• _Problem_:
Update the rows below so that every "single point" becomes "single dot", and keep everything else unchanged. Leave the pictures out of your answer.

[Dataset rows on where objects appear]
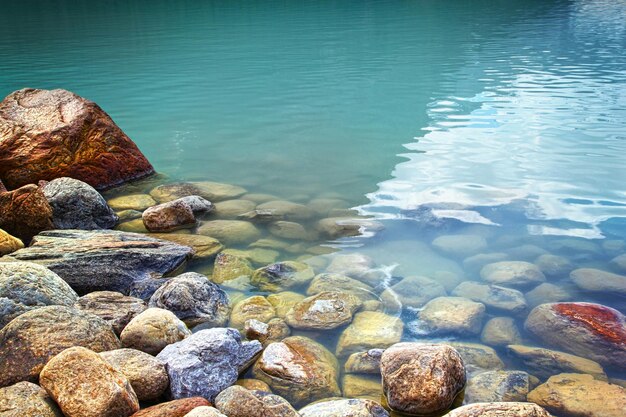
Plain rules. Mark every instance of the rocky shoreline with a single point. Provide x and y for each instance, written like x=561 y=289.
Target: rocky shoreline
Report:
x=194 y=306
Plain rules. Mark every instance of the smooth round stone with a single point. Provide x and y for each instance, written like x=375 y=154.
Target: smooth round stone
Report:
x=138 y=202
x=369 y=330
x=580 y=395
x=324 y=311
x=421 y=378
x=512 y=273
x=460 y=245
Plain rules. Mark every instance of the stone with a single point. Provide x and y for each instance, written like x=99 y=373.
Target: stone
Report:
x=449 y=315
x=31 y=339
x=324 y=311
x=176 y=408
x=103 y=260
x=207 y=362
x=230 y=232
x=193 y=299
x=299 y=369
x=152 y=330
x=48 y=134
x=596 y=280
x=412 y=291
x=25 y=286
x=500 y=331
x=24 y=212
x=369 y=330
x=74 y=375
x=495 y=298
x=496 y=386
x=592 y=331
x=421 y=378
x=499 y=409
x=544 y=363
x=580 y=395
x=237 y=401
x=512 y=273
x=344 y=407
x=26 y=399
x=282 y=275
x=145 y=373
x=77 y=205
x=115 y=308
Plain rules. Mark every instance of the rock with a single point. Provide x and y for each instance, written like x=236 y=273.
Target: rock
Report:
x=323 y=311
x=494 y=297
x=74 y=375
x=344 y=407
x=228 y=267
x=449 y=315
x=194 y=299
x=421 y=378
x=47 y=134
x=145 y=373
x=176 y=408
x=115 y=308
x=152 y=330
x=25 y=286
x=369 y=330
x=500 y=331
x=595 y=280
x=493 y=386
x=24 y=212
x=230 y=232
x=512 y=273
x=282 y=275
x=299 y=369
x=580 y=395
x=412 y=291
x=589 y=330
x=505 y=409
x=26 y=399
x=236 y=401
x=77 y=205
x=31 y=339
x=544 y=363
x=207 y=362
x=103 y=260
x=460 y=245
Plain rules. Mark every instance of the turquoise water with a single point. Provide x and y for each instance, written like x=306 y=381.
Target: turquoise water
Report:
x=503 y=119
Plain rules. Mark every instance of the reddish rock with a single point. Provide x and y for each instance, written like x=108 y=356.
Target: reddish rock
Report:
x=176 y=408
x=24 y=212
x=47 y=134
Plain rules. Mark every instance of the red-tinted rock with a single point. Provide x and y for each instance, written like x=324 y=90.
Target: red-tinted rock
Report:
x=47 y=134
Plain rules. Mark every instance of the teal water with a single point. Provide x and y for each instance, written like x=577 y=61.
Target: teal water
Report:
x=504 y=119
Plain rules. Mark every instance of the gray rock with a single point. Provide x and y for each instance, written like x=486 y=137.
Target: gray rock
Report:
x=103 y=260
x=25 y=286
x=77 y=205
x=207 y=362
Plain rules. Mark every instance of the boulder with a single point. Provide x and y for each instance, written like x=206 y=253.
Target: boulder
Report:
x=103 y=260
x=25 y=286
x=31 y=339
x=194 y=299
x=421 y=378
x=207 y=362
x=589 y=330
x=74 y=375
x=77 y=205
x=152 y=330
x=48 y=134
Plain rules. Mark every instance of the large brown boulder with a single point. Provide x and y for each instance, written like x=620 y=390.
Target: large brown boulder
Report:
x=47 y=134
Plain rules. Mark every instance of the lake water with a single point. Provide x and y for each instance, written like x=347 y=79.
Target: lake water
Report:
x=503 y=120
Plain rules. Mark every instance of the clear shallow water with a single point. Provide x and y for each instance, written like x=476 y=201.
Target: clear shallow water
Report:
x=500 y=119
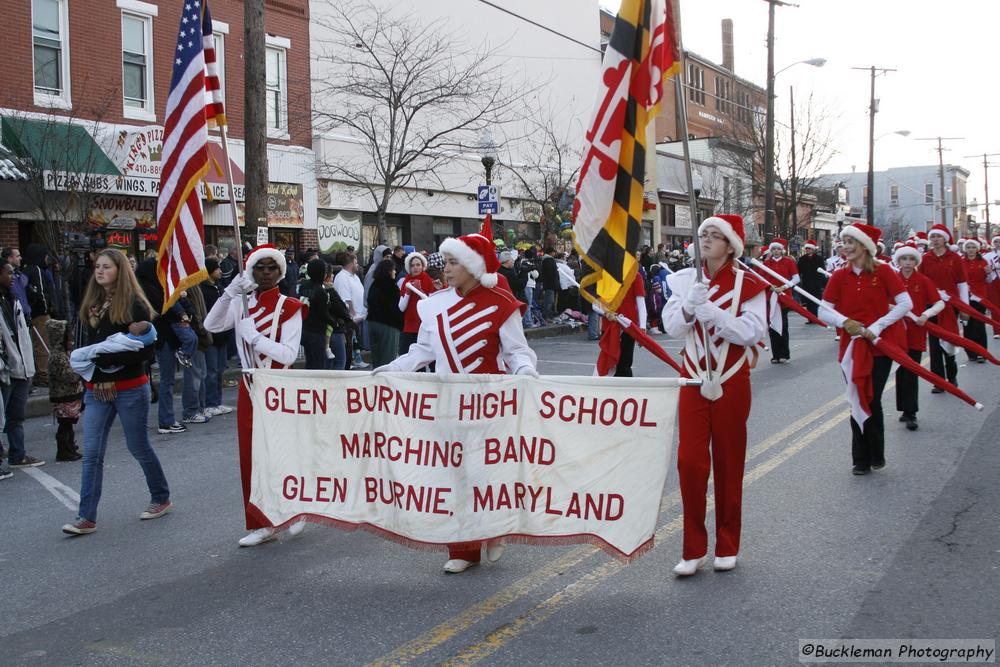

• _Output of the task_:
Plain rules. Mark every instance of the rocky shoreline with a single dot. Provide x and y for each instance, written like x=561 y=289.
Target: rocky shoreline
Report:
x=194 y=306
Plain rules. Mark every instance of the smooth round stone with a single dot. Provide x and y for each instance, written like x=375 y=154.
Target: smooth round stone
Report:
x=138 y=202
x=369 y=330
x=580 y=395
x=324 y=311
x=421 y=378
x=512 y=273
x=460 y=245
Plain rules. Mark every instance of the stone with a single dot. Provide x and y for each instance, written like x=99 y=373.
Target: stone
Report:
x=449 y=315
x=31 y=339
x=324 y=311
x=176 y=408
x=103 y=260
x=207 y=362
x=230 y=232
x=193 y=299
x=299 y=369
x=152 y=330
x=48 y=134
x=596 y=280
x=412 y=291
x=25 y=286
x=500 y=331
x=24 y=212
x=369 y=330
x=74 y=375
x=495 y=298
x=496 y=386
x=592 y=331
x=421 y=378
x=499 y=409
x=544 y=363
x=580 y=395
x=237 y=401
x=512 y=273
x=344 y=407
x=26 y=399
x=282 y=275
x=145 y=373
x=77 y=205
x=115 y=308
Plain rules. Mark every instance of the rock with a single dot. Provide x and y for each instance, written like x=236 y=273.
Target: rock
Report:
x=323 y=311
x=494 y=297
x=74 y=375
x=344 y=407
x=228 y=267
x=449 y=315
x=194 y=299
x=421 y=378
x=47 y=134
x=145 y=373
x=176 y=408
x=115 y=308
x=152 y=330
x=25 y=286
x=369 y=330
x=500 y=331
x=595 y=280
x=493 y=386
x=24 y=212
x=230 y=232
x=512 y=273
x=282 y=275
x=299 y=369
x=580 y=395
x=412 y=291
x=589 y=330
x=505 y=409
x=26 y=399
x=236 y=401
x=77 y=205
x=31 y=339
x=544 y=363
x=207 y=362
x=103 y=260
x=460 y=245
Plain rules. Mark every instance of the turquoise water with a single dot. Provide x and y for each instance, written like x=306 y=381.
Target: turquoise water
Report:
x=503 y=119
Plain rules. Mark every instance of the reddish rock with a single dot. Provide x and y for each instance, written like x=108 y=356.
Target: reddish rock
Report:
x=176 y=408
x=24 y=212
x=47 y=134
Plain rules. Mark every instance of the red-tinted rock with a single dot. Provide x and y for each instance, written like x=324 y=90.
Target: red-tinted rock
Report:
x=47 y=134
Plain rules. Mark every instance of the teal water with a single dot. Provide x and y for each instance, written like x=577 y=61.
Target: teal water
Report:
x=504 y=119
Plain rules. Mark every instance of the gray rock with a single dot. Provide x and y for each instance, written like x=486 y=137.
Target: gray rock
Report:
x=103 y=260
x=25 y=286
x=77 y=205
x=207 y=362
Plain rules. Mark every instance of the boulder with a single dot. Provide x and y for each instance, written like x=206 y=253.
Target: boulder
Report:
x=103 y=260
x=25 y=286
x=31 y=339
x=194 y=299
x=421 y=378
x=207 y=362
x=589 y=330
x=74 y=375
x=77 y=205
x=152 y=330
x=48 y=134
Plain rules. Mark every instance of the large brown boulder with a single dot. Provide x and y for each instance, written like x=620 y=390.
Target: large brown boulder
Report:
x=47 y=134
Plain rules. Mark every instance of the lake water with a single dot. Provide x and y for each instance, written like x=347 y=79.
Target: lake water
Report:
x=503 y=120
Plain rules. Mark every instance of the clear shallow water with a single dot. Provide x and y for each instance, written like x=476 y=201.
Target: clear shallow water
Report:
x=500 y=119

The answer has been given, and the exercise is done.